#### [What the exercise asks]
In the listing below, look for "fries" and copy every line that has it.
++++++++++++++++++++
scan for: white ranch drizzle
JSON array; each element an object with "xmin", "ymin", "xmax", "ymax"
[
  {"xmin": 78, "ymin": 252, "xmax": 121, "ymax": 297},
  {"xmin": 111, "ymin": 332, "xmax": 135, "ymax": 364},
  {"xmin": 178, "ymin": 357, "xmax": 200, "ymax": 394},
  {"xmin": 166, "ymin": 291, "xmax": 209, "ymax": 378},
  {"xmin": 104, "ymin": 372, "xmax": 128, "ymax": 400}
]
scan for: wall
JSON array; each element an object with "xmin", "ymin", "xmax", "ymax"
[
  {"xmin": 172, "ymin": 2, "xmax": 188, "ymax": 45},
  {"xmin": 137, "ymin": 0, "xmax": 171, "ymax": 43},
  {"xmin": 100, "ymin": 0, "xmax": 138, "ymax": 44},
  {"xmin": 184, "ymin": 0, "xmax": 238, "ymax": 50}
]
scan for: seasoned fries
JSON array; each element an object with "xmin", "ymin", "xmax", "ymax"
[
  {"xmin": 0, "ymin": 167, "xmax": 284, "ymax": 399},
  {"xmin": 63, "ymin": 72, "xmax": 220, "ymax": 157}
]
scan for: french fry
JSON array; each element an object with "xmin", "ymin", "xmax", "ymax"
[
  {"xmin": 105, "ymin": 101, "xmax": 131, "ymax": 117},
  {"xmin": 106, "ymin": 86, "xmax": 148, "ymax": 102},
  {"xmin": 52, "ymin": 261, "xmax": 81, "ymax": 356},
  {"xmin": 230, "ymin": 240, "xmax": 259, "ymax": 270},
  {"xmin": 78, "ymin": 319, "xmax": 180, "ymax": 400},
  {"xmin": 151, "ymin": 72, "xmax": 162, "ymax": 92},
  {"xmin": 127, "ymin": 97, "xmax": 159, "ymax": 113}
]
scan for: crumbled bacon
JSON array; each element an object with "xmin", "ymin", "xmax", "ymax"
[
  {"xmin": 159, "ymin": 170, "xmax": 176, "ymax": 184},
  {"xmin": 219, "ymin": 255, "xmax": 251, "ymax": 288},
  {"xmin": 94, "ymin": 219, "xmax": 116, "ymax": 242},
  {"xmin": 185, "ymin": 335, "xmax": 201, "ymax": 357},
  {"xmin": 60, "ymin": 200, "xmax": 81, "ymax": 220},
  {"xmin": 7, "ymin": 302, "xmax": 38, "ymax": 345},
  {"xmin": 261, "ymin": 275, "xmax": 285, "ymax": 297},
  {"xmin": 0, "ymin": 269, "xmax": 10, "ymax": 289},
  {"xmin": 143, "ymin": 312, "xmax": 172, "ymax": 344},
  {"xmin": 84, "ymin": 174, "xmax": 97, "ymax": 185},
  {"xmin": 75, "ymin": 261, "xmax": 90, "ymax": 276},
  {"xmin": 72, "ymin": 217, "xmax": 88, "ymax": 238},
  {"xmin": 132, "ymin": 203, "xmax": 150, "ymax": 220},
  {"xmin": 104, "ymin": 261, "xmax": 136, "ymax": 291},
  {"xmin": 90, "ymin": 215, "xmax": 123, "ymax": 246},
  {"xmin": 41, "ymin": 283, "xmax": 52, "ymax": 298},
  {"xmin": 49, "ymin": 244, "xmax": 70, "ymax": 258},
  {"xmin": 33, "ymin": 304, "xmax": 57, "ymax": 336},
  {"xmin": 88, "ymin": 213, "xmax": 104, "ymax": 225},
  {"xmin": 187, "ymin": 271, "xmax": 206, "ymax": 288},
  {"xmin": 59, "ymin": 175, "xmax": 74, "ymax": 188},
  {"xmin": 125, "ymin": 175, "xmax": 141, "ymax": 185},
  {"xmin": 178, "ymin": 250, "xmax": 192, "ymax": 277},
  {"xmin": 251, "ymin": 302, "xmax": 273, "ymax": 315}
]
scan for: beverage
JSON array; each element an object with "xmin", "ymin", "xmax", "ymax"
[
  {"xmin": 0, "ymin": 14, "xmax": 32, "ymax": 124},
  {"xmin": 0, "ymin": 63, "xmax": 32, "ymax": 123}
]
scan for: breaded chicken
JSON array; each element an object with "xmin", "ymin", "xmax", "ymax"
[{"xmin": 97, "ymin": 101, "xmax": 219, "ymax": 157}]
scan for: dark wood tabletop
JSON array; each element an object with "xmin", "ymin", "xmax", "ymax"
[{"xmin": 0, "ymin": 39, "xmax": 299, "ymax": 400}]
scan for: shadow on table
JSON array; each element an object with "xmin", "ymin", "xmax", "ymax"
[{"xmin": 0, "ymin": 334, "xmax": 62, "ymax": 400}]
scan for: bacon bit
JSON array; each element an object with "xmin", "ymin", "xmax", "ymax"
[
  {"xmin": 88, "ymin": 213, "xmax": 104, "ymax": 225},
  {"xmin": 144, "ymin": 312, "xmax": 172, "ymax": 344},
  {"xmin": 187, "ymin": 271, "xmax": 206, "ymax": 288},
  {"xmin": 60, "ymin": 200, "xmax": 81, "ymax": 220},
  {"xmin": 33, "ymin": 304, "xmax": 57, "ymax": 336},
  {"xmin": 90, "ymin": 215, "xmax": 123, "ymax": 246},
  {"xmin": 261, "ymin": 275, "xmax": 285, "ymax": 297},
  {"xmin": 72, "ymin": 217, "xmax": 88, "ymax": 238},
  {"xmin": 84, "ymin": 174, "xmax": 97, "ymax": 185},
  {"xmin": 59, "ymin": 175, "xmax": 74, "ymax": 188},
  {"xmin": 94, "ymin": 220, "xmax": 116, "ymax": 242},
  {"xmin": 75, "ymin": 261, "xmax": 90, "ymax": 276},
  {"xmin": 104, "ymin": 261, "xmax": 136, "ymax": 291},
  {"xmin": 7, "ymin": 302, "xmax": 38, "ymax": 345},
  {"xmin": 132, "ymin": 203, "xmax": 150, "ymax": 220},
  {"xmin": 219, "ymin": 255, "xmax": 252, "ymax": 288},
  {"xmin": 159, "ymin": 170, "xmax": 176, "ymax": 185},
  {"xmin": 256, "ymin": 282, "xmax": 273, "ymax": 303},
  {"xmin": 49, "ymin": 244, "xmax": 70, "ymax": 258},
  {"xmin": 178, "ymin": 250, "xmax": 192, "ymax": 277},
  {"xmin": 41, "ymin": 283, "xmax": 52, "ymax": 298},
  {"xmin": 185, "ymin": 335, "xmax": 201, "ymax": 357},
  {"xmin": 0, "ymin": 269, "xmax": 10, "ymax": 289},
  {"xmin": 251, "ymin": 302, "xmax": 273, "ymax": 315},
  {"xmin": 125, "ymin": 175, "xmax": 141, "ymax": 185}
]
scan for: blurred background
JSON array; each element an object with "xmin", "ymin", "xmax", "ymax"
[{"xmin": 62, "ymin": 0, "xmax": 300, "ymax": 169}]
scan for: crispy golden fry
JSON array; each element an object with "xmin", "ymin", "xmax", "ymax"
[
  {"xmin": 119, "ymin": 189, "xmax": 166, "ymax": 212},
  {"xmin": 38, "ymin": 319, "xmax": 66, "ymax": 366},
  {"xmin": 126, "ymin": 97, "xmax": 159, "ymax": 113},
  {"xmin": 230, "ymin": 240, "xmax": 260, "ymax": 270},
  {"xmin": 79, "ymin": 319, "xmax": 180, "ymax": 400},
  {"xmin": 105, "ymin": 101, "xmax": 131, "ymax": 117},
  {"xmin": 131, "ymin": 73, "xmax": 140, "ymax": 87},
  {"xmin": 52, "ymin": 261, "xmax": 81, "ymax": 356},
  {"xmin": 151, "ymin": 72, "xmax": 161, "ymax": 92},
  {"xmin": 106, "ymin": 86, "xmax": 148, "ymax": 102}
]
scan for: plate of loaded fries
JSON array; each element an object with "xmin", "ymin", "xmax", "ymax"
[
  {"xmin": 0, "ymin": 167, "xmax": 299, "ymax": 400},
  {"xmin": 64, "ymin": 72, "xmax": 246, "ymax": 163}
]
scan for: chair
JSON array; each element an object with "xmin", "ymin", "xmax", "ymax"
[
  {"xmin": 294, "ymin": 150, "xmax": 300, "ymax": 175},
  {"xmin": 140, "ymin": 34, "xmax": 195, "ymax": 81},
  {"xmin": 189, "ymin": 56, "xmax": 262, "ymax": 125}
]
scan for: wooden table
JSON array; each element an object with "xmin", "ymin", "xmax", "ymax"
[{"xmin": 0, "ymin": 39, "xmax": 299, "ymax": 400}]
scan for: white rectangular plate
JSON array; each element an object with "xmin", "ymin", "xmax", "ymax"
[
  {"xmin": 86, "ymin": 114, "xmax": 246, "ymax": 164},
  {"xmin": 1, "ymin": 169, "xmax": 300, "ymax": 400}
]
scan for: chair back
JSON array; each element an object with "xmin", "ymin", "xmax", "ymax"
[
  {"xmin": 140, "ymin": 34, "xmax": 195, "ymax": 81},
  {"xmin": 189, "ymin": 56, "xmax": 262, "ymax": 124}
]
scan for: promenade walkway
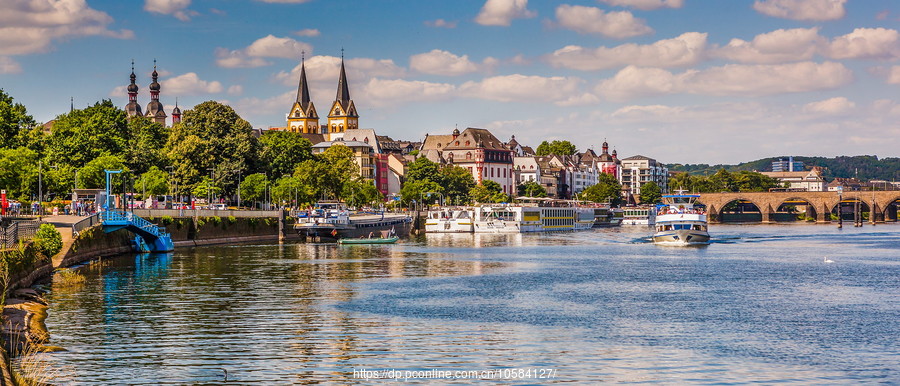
++++++++++++++++++++
#### [Answer section]
scan for: seasoned fries
scan for: plate of loaded fries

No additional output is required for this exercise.